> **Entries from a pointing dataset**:
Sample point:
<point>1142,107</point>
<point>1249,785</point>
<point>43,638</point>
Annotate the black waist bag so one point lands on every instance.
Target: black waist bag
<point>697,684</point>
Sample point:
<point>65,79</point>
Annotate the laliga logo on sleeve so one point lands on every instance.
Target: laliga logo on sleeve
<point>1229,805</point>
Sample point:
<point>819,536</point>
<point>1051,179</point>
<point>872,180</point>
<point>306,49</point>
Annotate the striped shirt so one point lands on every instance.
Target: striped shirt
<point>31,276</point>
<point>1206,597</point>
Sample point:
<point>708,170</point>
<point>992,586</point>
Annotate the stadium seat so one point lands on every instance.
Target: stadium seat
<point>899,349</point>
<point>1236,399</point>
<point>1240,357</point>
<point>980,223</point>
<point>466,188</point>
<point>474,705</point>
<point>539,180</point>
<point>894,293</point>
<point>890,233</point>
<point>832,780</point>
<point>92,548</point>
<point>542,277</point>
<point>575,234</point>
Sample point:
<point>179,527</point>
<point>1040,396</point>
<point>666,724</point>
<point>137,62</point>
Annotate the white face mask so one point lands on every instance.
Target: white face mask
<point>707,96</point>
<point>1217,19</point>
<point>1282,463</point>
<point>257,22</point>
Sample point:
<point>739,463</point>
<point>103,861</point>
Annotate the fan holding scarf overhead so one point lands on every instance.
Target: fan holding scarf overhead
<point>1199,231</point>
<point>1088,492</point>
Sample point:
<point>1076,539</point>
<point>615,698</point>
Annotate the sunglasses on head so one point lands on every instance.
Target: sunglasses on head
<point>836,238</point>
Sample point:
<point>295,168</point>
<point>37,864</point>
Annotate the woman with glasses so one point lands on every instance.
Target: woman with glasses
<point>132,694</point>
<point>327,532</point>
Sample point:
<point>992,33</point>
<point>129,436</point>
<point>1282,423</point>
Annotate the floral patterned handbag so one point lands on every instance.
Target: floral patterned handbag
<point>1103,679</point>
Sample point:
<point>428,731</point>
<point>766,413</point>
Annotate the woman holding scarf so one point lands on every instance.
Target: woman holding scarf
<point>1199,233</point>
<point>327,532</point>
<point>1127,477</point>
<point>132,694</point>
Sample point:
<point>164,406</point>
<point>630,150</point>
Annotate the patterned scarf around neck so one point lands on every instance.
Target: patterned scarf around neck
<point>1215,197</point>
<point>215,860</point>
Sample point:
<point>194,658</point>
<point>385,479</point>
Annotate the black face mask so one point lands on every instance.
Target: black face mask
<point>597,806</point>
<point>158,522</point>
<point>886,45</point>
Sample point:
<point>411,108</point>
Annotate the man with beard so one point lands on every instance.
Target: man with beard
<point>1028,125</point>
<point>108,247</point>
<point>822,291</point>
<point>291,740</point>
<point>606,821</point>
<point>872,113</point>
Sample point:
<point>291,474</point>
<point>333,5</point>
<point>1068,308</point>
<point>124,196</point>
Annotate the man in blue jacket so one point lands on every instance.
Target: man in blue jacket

> **PROBLEM TO SOLVE**: Reproduce the entries above exactly.

> **RIGHT ANSWER**:
Sample point:
<point>1142,107</point>
<point>1249,785</point>
<point>43,638</point>
Annotate the black waist bag so one point lands on every instance.
Target: black waist bag
<point>697,684</point>
Sample point:
<point>65,79</point>
Annotate the laliga logo on sleeve so one point lands on every instance.
Target: laliga logo on sleeve
<point>1229,805</point>
Sample point:
<point>819,536</point>
<point>1051,179</point>
<point>872,180</point>
<point>306,49</point>
Annotate the striped shirt so one point lands on every instance.
Target: striped shirt
<point>31,276</point>
<point>1206,597</point>
Sample point:
<point>708,170</point>
<point>992,586</point>
Annotate the stadium seat so one point lands on every instance.
Target: stadium seat
<point>899,349</point>
<point>1236,399</point>
<point>1240,357</point>
<point>980,223</point>
<point>466,188</point>
<point>474,705</point>
<point>539,180</point>
<point>894,293</point>
<point>890,233</point>
<point>832,780</point>
<point>92,548</point>
<point>542,277</point>
<point>575,234</point>
Sample point:
<point>179,527</point>
<point>1040,396</point>
<point>666,724</point>
<point>137,62</point>
Annotate the white face mask so one point lands on every instance.
Target: white face mask
<point>707,96</point>
<point>1217,19</point>
<point>1282,463</point>
<point>257,22</point>
Sample point:
<point>739,463</point>
<point>103,861</point>
Annotate the fan holding scarf overhead so one point lands on every instance.
Target: fan holding scarf overhead
<point>1199,231</point>
<point>1088,492</point>
Sample point:
<point>1076,539</point>
<point>615,698</point>
Annotate the sunglasses on head so one point lands on every instance.
Target: sunglasses on head
<point>836,238</point>
Sample point:
<point>295,168</point>
<point>37,864</point>
Annotate the woman with glasses so one point lands on every instance.
Target: woman with glasses
<point>132,694</point>
<point>327,532</point>
Sample point:
<point>992,33</point>
<point>129,436</point>
<point>1282,423</point>
Annotate the floral patterned handbag so one point lands on every instance.
Target: floral patterned handbag
<point>1103,679</point>
Sample point:
<point>428,731</point>
<point>766,413</point>
Annotate the woman holding scarf so one point lands on every instance.
Target: woman holding scarf
<point>1199,233</point>
<point>327,532</point>
<point>1127,477</point>
<point>132,694</point>
Sample point:
<point>164,406</point>
<point>630,150</point>
Annotate the patterned scarf around neck so one point lands on every instance.
Target: patterned scarf around neck
<point>1215,197</point>
<point>215,860</point>
Sample point:
<point>194,658</point>
<point>385,479</point>
Annotate the black face mask so one point lands on every instance.
Target: black face mask
<point>597,806</point>
<point>158,522</point>
<point>886,45</point>
Sample point:
<point>411,108</point>
Annotate the man with beard so one point lands on every instance.
Target: man with beard
<point>1028,125</point>
<point>108,247</point>
<point>822,291</point>
<point>291,740</point>
<point>606,821</point>
<point>872,113</point>
Sample point:
<point>291,474</point>
<point>333,5</point>
<point>1068,308</point>
<point>124,196</point>
Annotate the man in blue jacket so one point lands on every instance.
Target: man in blue jacket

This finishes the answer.